— start of PROVIDED ENTRIES —
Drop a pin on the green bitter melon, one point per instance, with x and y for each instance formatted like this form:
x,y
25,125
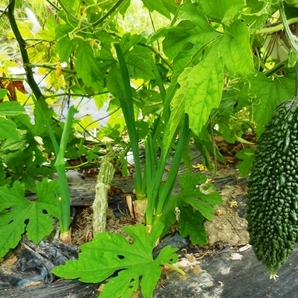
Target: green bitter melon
x,y
272,206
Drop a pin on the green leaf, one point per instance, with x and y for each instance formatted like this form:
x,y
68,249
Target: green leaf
x,y
247,156
139,62
87,66
199,195
235,49
8,129
164,7
108,253
16,210
191,224
204,89
191,34
177,111
65,46
269,94
10,108
2,93
222,10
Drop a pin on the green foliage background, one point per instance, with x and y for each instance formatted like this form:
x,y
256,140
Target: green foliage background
x,y
218,67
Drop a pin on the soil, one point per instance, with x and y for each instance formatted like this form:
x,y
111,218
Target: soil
x,y
227,230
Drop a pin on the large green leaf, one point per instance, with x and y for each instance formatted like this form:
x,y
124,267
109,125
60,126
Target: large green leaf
x,y
200,196
8,129
108,253
11,108
139,62
191,225
164,7
191,34
204,89
16,210
268,93
222,10
87,66
235,49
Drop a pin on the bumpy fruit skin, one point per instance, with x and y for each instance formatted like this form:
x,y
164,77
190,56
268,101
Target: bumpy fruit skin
x,y
272,206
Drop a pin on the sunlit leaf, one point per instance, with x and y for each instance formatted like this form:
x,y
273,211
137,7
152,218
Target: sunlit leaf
x,y
204,89
16,210
222,10
235,49
112,253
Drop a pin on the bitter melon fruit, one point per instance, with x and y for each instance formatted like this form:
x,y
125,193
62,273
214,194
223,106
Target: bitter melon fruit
x,y
272,205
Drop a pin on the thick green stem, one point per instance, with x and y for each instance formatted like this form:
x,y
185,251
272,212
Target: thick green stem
x,y
287,29
64,200
127,106
22,45
169,185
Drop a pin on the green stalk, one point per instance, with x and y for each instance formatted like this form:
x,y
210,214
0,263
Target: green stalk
x,y
64,200
38,98
169,185
128,111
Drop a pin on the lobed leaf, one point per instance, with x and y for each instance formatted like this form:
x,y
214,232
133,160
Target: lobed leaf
x,y
204,89
235,49
191,224
109,253
223,10
16,211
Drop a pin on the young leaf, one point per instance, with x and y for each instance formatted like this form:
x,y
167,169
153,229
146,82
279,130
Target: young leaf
x,y
87,66
200,196
235,49
191,224
16,211
109,253
8,129
247,156
223,10
204,89
11,108
270,94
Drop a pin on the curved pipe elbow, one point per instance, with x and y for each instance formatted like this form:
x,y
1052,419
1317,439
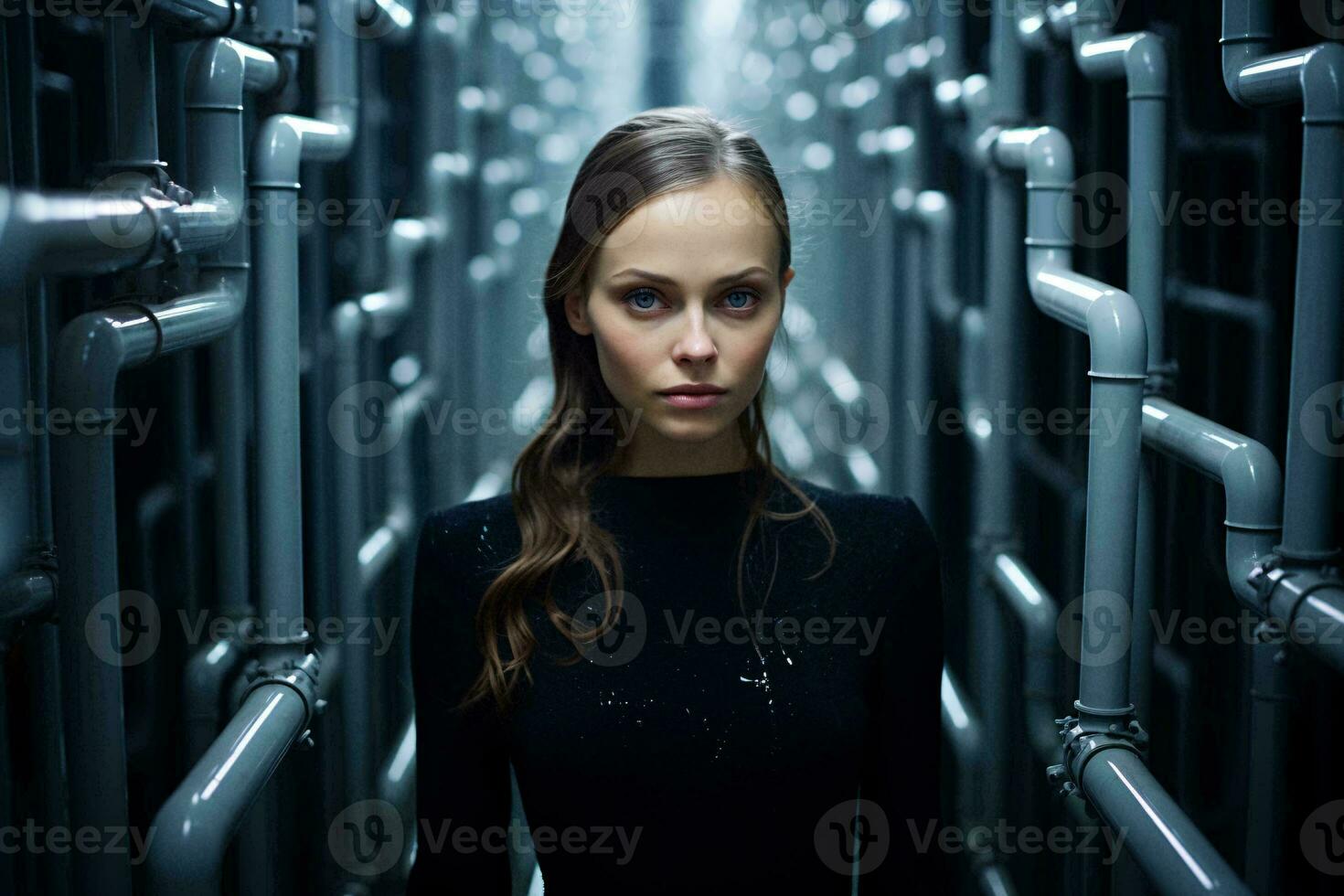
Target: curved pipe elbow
x,y
277,151
1254,488
1050,159
91,352
1147,66
1044,154
222,69
285,140
1117,335
1247,31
— end of PROVIDED ENTRIES —
__DIRECTIVE__: Write out again every line from the line containing "Drop a pin on the lobed" through the end of the records, requests included, and leave out the pictures. Scale each coordinate in the answers by 2.6 and round to the nearest whole number, with halves rounded up, but keep the numbers in the requests and their format samples unchanged.

__RESULT OF THE TASK__:
Drop a pin on the lobed leaf, one point per instance, with x and y for each instance formatted like this form:
x,y
214,232
133,160
Target: lobed leaf
x,y
530,231
611,127
497,582
283,658
580,26
42,549
Drop a pin on the young leaf, one point per instance, with x and y for each instance formatted like this form:
x,y
167,169
153,229
146,82
279,130
Target: young leaf
x,y
226,172
520,510
611,127
497,582
42,549
283,658
21,335
642,406
580,26
530,231
29,281
702,244
Drop a pin on the curved pipe elbow, one point per instance, with x and y for each instance formatted like this form:
x,y
1052,419
1317,439
Target: curved pipe elbow
x,y
720,393
3260,1269
2730,413
237,915
2982,172
2714,400
577,179
741,364
2904,871
3242,81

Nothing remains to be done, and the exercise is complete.